• Texte fourni
***

Chili : étudiants en colère
Depuis six semaines, une forte mobilisation nationale de la jeunesse déstabilise le gouvernement.
dans l’hebdo N° 1163-1165 Acheter ce numéro
« L’éducation est un droit ! » , s’exclame Javier Palacios, étudiant en physique de 19 ans, qui se prépare à courir une heure autour du palais présidentiel, en plein centre de Santiago. « Je cours pour dire non au profit, oui à une éducation publique de qualité, gratuite, pour tous ! »
Jusqu’à fin août, ce marathon de « 1 800 heures pour l’éducation » entend peser sur la situation, comme les manifestations créatives orchestrées par les étudiants, telles les chorégraphies collectives sur « Thriller » de Michaël Jackson ou « Judas » de Lady Gaga. Depuis un mois et demi, les jeunes organisent les plus grandes manifestations jamais vues depuis la fin de la dictature d’Augusto Pinochet (1973-1990), avec plus de 500 000 personnes dans les rues du pays. Ces rassemblements pacifiques donnent lieu à des heurts avec la police, d’où la nécessité d’inventer d’autres formes de contestation. Le soutien de la population est vital pour le mouvement.

***

• Documents sources
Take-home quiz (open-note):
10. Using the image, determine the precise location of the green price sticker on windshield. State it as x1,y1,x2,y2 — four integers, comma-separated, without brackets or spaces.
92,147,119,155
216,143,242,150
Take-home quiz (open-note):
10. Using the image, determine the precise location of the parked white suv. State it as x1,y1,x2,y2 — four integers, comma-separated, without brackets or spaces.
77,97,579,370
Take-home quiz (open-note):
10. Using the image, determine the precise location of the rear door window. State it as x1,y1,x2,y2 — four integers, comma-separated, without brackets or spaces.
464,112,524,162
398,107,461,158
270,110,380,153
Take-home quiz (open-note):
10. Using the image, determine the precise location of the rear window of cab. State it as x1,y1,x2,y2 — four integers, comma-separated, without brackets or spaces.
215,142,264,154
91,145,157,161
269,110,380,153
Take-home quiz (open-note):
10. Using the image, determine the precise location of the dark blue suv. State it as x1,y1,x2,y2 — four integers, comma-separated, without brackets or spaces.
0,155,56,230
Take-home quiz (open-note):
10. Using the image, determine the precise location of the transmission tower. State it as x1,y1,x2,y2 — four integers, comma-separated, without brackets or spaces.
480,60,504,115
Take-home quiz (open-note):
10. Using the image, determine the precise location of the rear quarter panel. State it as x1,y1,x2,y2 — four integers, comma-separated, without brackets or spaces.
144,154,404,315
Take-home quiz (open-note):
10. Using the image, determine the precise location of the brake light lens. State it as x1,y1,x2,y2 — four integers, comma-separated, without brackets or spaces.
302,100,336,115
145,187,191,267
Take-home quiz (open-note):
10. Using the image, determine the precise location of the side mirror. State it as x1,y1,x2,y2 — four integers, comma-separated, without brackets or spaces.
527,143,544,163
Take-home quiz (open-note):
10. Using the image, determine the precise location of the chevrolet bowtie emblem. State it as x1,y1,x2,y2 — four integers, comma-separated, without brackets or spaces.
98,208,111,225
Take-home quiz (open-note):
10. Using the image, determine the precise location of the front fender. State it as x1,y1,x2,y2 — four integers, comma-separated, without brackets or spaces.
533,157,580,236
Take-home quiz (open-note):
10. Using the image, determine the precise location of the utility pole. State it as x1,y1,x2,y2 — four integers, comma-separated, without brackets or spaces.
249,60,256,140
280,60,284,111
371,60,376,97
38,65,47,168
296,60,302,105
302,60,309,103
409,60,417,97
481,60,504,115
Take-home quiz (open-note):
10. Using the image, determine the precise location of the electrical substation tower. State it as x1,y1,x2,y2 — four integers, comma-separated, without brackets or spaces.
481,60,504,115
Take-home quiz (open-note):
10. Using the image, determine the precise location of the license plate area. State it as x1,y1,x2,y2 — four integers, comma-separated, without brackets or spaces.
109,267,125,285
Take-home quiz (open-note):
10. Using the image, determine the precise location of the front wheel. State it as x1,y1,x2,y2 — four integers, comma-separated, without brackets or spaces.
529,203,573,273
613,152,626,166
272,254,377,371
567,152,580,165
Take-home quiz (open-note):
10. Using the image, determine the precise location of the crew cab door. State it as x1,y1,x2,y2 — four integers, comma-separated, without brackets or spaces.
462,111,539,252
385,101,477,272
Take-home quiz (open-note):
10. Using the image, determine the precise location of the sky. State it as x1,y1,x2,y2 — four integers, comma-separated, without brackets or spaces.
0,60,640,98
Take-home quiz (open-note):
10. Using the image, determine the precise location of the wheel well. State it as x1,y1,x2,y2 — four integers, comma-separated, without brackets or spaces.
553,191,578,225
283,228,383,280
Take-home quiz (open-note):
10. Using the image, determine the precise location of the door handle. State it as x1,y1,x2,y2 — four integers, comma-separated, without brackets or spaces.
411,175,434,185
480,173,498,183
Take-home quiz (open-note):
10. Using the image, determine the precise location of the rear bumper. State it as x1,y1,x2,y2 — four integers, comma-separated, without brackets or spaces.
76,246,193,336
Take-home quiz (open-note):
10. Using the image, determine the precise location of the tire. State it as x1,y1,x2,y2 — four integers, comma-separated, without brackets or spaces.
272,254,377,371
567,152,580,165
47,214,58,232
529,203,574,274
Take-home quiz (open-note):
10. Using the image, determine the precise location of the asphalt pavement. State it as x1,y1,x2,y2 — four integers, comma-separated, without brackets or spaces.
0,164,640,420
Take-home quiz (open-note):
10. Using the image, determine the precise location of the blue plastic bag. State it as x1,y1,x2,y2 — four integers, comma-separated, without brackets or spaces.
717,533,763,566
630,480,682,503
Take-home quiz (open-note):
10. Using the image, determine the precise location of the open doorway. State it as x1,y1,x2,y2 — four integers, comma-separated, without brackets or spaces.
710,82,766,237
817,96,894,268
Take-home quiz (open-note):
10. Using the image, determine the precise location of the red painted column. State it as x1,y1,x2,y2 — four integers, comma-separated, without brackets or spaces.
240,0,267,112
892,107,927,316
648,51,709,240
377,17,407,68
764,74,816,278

***

• Activités
a) D'après l'article sur la mobilisation étudiante au Chili, combien de personnes ont manifesté dans les rues du pays ?
b) Rédigez la suite de l'article sur la mobilisation étudiante au Chili, à partir de sa dernière phrase.

• Résultats des activités
a) Plus de 500 000 personnes.

b)
Un mouvement inhabituel de protestation dans une société encore traumatisée par la dictature, et qui a surpris le président de droite, Sebastián Piñera. Depuis un an au pouvoir, ce trader en Bourse, inscrit sur la liste Forbes des hommes les plus riches de la planète, bat des records d’impopularité avec 60 % de rejets. Il a remanié la semaine dernière son gouvernement et présenté un Grand Accord national pour l’éducation (le plan Gane) qui n’a pas convaincu.
« L’un des principaux problèmes du système éducatif chilien , explique l’économiste Marcel Claude, c’est qu’il approfondit les inégalités sociales de notre pays. Le Chili est un des pays les plus inégalitaires au monde, selon le Pnud. » Un système hérité d’Augusto Pinochet et de ses Chicago Boys, qui ont ouvert l’éducation au privé et réduit le budget de l’État pour l’éducation publique. Depuis, rien n’a changé. L’État consacre 4,4 % du PIB à l’éducation. L’Unesco recommande 7 %.
Du primaire au secondaire, le système fonctionne à deux vitesses. Si on est pauvre, on atterrit dans le public, de plus en plus mauvais. Dans le supérieur, c’est pire. Publiques ou privées, toutes les universités sont payantes : en moyenne 430 euros par mois, soit deux fois le salaire minimum. Et l’État ne couvre que 15 % du coût des études.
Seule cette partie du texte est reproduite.